** Problem **
Write out these items word for word, starting at the line that contains "of the wall" and ending at the line that contains "x=442, y=394", with both of those lines included. Give only those lines.

** Available records **
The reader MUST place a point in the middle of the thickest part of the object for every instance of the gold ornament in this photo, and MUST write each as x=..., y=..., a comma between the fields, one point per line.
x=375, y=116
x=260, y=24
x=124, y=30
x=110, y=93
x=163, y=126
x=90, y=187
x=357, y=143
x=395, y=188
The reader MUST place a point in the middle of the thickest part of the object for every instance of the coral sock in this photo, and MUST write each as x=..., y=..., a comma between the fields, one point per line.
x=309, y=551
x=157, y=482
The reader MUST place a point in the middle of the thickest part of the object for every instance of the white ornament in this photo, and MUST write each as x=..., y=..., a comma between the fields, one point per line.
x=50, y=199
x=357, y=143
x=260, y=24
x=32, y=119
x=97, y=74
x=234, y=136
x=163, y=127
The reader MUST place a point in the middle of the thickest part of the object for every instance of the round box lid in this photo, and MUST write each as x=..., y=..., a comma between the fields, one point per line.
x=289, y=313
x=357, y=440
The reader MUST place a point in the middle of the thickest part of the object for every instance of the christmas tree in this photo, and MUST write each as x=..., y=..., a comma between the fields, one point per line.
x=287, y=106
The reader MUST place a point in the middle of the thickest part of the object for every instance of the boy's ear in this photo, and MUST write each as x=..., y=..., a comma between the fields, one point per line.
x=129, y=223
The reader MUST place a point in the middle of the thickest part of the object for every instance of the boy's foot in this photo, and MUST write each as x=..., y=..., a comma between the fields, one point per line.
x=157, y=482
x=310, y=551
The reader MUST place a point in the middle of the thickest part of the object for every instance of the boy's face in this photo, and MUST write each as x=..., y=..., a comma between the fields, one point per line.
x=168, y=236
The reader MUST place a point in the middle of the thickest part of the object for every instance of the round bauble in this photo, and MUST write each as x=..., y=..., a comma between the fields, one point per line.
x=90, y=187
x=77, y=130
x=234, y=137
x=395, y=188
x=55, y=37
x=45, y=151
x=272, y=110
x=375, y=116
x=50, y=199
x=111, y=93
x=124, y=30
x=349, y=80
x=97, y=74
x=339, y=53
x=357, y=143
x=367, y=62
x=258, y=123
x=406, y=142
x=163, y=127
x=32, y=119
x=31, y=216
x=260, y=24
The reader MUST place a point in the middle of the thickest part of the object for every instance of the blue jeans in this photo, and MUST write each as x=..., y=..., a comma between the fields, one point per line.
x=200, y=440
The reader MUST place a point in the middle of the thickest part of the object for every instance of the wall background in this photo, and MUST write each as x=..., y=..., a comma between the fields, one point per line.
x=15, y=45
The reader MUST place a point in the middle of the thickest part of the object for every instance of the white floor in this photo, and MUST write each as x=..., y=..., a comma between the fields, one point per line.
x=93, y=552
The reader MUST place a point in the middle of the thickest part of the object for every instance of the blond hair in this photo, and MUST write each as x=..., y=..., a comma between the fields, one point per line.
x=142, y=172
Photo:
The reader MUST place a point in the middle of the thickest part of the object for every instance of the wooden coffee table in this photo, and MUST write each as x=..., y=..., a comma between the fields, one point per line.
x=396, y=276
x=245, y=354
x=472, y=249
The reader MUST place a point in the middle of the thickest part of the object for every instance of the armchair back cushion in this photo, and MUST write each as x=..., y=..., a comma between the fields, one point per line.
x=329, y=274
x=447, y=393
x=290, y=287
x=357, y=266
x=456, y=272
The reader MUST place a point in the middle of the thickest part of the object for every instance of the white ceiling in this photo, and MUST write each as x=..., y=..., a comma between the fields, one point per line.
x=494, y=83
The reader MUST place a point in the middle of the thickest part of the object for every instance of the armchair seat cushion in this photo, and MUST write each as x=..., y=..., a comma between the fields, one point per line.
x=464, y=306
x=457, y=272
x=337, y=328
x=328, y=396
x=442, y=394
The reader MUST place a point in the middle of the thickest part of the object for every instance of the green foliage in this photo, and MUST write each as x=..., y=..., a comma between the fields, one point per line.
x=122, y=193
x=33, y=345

** Written solution **
The reader MUST place a point in the middle of the thickest part of the object for every instance of the wall background in this photo, and MUST write each as x=..., y=..., a comma between the fields, one point per line.
x=15, y=45
The reader MUST place a point in the middle of the thickest part of the object for every instance of the white floor in this photo, and MUST write each as x=..., y=..., a comma between the fields, one point per line.
x=93, y=552
The reader MUST place a point in the middle of the thickest part of the object for every instance of the blond hair in this photo, and MUST write each as x=..., y=..., a comma between the fields, one point per line.
x=142, y=172
Photo:
The reader MUST place a point in the middle of the thickest part of the object for every instance of the wooden coffee table in this photo, and MUST write each as x=..., y=..., a comma between the fields, one point per line.
x=396, y=276
x=245, y=354
x=472, y=249
The reader MUST place a point in the middle of the thickest part of the object for every instance of the armchair back cushion in this photo, and MUST write each as x=..., y=..., a comma between the fields, one point per line.
x=329, y=274
x=447, y=393
x=290, y=287
x=357, y=266
x=456, y=272
The reader MUST place a point in the middle of the thickest part of the object for every instance of the white ceiling in this photo, and MUST write each as x=..., y=..., a comma between the fields, one point per line.
x=494, y=83
The reader MUST place a point in the middle of the thickest part of the object for every instance of the armchair seat cushion in this photo, and MUST write each as x=..., y=..., a comma between the fields, one point per line.
x=464, y=306
x=457, y=272
x=337, y=328
x=328, y=396
x=442, y=394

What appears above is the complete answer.